■ What needs to be done
Starting at the beginning of the material and ending at the line containing "(1029, 458)", write out every line again, shifting only the answer points by adding 48 to each of their coordinates.

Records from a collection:
********
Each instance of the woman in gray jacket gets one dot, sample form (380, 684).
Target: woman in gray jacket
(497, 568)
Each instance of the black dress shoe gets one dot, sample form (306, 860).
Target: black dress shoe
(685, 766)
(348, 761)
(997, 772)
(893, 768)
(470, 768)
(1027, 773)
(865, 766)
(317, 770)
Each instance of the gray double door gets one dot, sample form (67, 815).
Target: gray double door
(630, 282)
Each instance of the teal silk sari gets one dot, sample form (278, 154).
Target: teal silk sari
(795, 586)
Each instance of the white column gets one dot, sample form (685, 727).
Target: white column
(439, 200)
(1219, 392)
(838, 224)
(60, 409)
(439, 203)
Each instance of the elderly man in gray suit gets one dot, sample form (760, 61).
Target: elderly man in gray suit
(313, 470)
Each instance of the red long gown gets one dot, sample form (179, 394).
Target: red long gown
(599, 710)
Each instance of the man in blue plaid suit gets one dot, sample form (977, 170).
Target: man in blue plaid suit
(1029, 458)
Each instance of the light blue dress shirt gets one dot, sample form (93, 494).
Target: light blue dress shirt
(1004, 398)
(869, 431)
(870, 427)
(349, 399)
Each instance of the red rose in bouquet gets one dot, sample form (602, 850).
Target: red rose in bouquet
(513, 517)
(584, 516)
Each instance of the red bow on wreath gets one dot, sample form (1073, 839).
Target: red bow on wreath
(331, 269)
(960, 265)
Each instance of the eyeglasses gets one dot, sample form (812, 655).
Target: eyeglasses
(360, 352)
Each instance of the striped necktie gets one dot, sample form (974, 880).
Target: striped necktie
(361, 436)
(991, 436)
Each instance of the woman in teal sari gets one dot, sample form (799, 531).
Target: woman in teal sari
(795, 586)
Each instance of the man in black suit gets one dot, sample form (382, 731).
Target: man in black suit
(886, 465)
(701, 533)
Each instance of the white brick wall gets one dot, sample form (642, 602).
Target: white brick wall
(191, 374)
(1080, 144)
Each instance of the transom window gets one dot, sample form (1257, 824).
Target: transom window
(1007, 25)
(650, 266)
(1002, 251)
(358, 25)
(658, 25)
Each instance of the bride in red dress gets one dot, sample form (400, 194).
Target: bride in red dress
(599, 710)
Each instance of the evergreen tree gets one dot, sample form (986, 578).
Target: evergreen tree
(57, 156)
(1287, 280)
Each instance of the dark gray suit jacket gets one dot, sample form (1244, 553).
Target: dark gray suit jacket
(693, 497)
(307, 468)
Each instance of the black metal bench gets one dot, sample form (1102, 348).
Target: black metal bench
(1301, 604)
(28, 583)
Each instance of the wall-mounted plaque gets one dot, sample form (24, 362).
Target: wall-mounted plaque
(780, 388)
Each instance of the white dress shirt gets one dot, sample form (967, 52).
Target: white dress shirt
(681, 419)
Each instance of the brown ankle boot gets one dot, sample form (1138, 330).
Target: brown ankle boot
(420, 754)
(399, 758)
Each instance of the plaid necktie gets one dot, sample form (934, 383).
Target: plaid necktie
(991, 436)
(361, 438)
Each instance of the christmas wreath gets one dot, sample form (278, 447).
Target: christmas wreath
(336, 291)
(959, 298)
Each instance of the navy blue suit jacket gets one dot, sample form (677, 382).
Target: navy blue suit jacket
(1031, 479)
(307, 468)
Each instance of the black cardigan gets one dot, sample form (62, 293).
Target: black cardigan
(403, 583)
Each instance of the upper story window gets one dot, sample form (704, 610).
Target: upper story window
********
■ Full solution
Each instance of the woman in gray jacket gets one dot, sample form (380, 684).
Target: woman in gray jacket
(545, 616)
Each instance of the black dress shoe gets one dot, sample form (306, 860).
Target: black dress shoe
(733, 814)
(396, 809)
(1045, 820)
(941, 816)
(518, 816)
(1075, 821)
(913, 814)
(365, 818)
Each instance of the gray double door gets one dot, sample form (67, 815).
Target: gray double door
(678, 330)
Each instance of the teal silk sari gets one dot, sample form (278, 154).
Target: teal silk sari
(843, 634)
Each instance of the white column gets one dot, sample form (685, 727).
Target: white column
(487, 248)
(1267, 440)
(886, 272)
(108, 457)
(487, 251)
Each instance of the elderly man in gray suit gets one dot, sample form (760, 61).
Target: elderly man in gray suit
(361, 518)
Each instance of the red long gown gets one dot, sample form (179, 394).
Target: red long gown
(647, 758)
Each instance of the man in blue plaid suit gets one dot, sample form (977, 170).
Target: man in blue plaid suit
(1077, 506)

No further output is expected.